==== DATASET EXCERPTS
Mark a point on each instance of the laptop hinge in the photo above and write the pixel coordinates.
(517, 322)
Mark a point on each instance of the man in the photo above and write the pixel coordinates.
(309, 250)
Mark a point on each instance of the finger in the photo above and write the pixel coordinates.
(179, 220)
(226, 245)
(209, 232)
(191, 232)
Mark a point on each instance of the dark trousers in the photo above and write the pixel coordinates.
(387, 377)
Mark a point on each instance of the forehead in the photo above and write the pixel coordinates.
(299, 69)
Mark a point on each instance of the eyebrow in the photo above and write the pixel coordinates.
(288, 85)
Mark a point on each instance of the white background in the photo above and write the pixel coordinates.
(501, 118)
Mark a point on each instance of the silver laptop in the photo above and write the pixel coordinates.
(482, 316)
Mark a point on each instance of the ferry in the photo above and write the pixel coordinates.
========
==== DATASET EXCERPTS
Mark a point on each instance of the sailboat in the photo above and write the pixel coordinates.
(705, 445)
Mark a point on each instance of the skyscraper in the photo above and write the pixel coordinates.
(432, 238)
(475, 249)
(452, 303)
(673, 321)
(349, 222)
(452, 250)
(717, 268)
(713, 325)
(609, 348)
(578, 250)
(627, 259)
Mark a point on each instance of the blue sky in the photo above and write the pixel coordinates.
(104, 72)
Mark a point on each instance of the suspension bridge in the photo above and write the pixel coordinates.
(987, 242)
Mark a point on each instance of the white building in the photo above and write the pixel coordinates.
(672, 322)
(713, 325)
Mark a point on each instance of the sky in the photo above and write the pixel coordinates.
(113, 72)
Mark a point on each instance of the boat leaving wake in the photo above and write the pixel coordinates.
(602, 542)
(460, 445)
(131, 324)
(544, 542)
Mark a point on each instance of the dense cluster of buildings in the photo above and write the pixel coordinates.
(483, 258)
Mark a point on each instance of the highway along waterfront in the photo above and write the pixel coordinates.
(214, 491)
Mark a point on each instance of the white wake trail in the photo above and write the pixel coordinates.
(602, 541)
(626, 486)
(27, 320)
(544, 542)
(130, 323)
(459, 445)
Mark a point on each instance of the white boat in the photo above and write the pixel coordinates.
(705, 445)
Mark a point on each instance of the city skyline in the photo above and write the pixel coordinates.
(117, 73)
========
==== DATASET EXCERPTS
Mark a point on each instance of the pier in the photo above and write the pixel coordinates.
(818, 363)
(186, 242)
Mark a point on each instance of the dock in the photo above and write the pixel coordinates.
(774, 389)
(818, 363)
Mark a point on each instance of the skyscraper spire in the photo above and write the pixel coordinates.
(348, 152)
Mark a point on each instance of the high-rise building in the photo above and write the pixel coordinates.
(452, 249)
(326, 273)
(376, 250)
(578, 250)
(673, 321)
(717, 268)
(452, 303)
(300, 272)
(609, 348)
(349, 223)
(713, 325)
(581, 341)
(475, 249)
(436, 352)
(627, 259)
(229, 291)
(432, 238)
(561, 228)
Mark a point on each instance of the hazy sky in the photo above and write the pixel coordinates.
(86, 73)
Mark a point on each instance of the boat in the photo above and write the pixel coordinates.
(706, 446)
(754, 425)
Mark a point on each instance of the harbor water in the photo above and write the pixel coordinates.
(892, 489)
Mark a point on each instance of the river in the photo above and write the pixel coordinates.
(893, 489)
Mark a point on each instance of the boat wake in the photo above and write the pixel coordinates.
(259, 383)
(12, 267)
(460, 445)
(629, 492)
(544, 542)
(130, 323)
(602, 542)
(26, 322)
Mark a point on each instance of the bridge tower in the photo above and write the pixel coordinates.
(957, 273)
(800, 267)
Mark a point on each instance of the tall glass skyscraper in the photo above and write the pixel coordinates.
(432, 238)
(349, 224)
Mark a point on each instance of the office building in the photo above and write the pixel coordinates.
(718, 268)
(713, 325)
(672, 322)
========
WHAT IS EXPECTED:
All lines in the listing above between the line with "Mark a point on each instance of the dark" and the line with "Mark a point on each instance of the ferry", inclusive, should be set down exactly, and no line outside that range.

TASK OUTPUT:
Mark a point on each instance of the dark trousers in the photo above and write the pixel coordinates.
(387, 377)
Mark a point on each instance of the forehead in the photo above and write the pixel coordinates.
(299, 69)
Mark a point on each instance of the eyebrow in the photo above and write the pixel coordinates.
(288, 85)
Mark a point on each instance of the white background in the photo above and write the pixel coordinates.
(501, 118)
Mark a point on each instance of the silver laptop in the photo above and write the pixel coordinates.
(482, 316)
Mark a point on each instance of the ferry in the photo above and write the pixel coordinates.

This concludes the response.